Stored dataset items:
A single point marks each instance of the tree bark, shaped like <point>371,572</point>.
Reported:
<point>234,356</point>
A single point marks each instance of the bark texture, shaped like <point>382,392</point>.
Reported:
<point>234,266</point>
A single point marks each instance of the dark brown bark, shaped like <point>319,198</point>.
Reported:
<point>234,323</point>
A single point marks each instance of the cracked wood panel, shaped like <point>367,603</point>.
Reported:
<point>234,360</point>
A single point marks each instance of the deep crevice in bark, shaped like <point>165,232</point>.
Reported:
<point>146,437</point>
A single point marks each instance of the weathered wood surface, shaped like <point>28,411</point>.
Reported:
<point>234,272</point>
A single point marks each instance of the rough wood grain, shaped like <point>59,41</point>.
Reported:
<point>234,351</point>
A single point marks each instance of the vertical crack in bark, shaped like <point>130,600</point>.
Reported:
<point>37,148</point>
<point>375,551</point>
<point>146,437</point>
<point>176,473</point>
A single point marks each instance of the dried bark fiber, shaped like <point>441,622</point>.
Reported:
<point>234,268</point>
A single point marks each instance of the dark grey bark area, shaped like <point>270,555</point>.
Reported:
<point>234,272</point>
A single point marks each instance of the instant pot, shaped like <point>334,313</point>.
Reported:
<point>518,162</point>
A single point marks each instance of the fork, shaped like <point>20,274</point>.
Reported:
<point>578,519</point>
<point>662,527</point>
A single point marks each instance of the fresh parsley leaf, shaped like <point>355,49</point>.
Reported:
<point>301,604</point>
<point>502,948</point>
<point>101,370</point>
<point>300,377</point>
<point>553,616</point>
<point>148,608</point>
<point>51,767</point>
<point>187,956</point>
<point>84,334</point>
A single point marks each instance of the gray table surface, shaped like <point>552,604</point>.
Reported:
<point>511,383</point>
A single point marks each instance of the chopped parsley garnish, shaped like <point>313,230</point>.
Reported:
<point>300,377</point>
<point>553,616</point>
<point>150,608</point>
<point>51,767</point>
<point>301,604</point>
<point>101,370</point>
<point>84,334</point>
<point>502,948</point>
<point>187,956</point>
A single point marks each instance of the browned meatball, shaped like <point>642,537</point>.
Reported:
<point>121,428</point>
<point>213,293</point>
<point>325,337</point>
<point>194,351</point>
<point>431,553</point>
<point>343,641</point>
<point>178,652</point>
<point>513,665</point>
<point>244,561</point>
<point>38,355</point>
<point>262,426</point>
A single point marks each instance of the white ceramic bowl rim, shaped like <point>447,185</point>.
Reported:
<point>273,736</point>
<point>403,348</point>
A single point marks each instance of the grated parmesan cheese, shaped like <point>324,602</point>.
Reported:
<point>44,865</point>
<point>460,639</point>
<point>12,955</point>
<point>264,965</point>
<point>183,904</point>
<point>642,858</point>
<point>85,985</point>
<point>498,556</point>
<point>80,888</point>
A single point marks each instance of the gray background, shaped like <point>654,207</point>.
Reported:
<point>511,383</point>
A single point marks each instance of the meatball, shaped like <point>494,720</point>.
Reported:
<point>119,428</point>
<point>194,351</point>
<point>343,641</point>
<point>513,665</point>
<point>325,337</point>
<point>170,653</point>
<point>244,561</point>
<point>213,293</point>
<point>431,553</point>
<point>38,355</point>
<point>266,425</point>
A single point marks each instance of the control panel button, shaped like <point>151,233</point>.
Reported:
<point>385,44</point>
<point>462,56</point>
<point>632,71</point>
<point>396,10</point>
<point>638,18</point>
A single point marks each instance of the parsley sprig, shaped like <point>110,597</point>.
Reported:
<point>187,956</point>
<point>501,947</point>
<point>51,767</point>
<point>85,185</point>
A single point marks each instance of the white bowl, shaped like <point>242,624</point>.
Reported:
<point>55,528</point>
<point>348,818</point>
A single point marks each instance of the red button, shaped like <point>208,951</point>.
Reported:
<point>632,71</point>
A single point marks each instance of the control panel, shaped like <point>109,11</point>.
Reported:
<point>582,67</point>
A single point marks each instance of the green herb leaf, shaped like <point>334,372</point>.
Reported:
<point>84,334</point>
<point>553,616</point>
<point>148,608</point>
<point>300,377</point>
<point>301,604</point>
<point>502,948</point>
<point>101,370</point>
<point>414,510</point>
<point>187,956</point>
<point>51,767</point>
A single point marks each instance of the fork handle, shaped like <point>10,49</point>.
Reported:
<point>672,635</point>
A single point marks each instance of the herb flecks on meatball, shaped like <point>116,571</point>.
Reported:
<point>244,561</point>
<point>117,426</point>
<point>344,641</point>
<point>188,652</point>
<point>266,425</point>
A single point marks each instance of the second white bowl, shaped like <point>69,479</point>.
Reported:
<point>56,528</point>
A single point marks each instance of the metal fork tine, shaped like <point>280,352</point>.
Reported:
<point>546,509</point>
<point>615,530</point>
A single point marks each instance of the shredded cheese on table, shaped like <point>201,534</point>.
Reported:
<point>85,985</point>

### Requirement:
Reproduce the lines of the records above, starting with the line that contains "A single point marks each instance of the deep" and going on through the line that contains "<point>234,351</point>", with both of those lines included.

### Result for this exercise:
A single point marks each instance of the deep crevice in bark, shaped like <point>165,232</point>.
Reported:
<point>146,437</point>
A single point marks each instance of the weathered wood surface, shaped like <point>28,411</point>.
Reported:
<point>234,272</point>
A single point marks each instance of the rough wood grain, shaped like <point>59,41</point>.
Reported:
<point>234,351</point>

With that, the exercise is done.